[Opening Supplied records section]

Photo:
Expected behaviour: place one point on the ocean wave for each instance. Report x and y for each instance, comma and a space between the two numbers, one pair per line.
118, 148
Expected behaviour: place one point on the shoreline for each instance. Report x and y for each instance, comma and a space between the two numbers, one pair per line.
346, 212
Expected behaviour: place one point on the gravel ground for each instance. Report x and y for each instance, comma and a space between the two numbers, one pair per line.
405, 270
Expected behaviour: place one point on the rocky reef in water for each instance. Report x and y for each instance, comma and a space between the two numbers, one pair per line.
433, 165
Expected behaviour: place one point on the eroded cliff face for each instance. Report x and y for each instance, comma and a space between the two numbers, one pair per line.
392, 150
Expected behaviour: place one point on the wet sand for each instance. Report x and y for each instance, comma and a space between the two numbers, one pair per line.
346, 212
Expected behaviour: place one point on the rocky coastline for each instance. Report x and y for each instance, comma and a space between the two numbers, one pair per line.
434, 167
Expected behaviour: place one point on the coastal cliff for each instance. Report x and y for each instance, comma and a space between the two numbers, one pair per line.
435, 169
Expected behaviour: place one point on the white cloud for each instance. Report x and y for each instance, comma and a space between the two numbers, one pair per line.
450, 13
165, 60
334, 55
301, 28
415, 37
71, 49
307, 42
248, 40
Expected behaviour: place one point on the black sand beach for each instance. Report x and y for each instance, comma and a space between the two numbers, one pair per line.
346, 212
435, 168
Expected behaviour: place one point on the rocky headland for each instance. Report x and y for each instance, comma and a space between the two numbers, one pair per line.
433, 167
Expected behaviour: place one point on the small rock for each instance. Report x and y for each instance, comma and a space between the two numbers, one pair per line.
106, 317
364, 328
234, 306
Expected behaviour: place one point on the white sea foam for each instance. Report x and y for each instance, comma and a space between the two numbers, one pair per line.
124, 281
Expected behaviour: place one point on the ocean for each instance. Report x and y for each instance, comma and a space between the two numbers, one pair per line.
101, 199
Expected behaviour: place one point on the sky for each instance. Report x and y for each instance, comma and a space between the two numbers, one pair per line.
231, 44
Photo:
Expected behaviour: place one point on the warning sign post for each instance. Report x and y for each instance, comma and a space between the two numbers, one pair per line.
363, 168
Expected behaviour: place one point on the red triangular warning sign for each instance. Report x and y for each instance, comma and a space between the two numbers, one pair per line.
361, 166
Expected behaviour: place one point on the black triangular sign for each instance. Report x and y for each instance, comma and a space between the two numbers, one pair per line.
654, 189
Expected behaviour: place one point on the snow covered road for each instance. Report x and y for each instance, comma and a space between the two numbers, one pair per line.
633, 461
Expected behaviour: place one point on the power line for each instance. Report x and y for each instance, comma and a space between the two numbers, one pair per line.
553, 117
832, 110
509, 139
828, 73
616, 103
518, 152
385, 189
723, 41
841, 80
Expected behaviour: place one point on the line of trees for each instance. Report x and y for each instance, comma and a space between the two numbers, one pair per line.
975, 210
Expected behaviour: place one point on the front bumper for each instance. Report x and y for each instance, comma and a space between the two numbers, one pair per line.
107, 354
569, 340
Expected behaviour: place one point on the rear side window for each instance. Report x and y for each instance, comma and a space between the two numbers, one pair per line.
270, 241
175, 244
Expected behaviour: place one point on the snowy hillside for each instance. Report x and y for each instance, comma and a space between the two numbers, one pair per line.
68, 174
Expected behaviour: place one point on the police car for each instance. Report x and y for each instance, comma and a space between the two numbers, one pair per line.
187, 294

[Closing Supplied records section]

[Task instructions]: Every line from the one containing "Expected behaviour: place one point on the snowy" through the last line above should be retyped exactly; no other lines are wanted.

[Exercise solution]:
Expected behaviour: place one point on the snowy hillside for each instance. Report x and y for each instance, comma and a space between the two numbers, one pair per line.
68, 174
Expected behaviour: place one point on the police car for each instance. Report x and y for each instance, comma and a space between the two numbers, one pair per line.
187, 294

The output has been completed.